> Work to complete:
Working from the entries below, tally each line that holds "photo". Give the tally and nothing else.
══ Exercise data ══
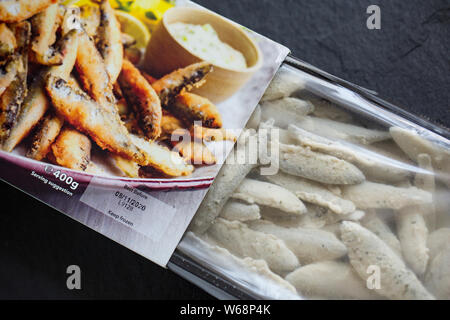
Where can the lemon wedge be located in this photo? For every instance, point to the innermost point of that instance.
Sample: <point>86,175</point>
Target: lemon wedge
<point>134,27</point>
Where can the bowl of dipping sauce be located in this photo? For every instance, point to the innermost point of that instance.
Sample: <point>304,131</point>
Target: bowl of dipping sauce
<point>189,35</point>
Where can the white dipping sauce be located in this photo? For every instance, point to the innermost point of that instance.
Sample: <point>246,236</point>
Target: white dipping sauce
<point>203,41</point>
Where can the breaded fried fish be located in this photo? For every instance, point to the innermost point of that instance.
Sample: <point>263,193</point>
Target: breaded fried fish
<point>36,102</point>
<point>18,10</point>
<point>44,137</point>
<point>44,26</point>
<point>109,40</point>
<point>195,152</point>
<point>191,107</point>
<point>8,72</point>
<point>105,128</point>
<point>143,98</point>
<point>12,98</point>
<point>7,41</point>
<point>169,86</point>
<point>72,149</point>
<point>89,64</point>
<point>90,19</point>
═══
> Solved problem:
4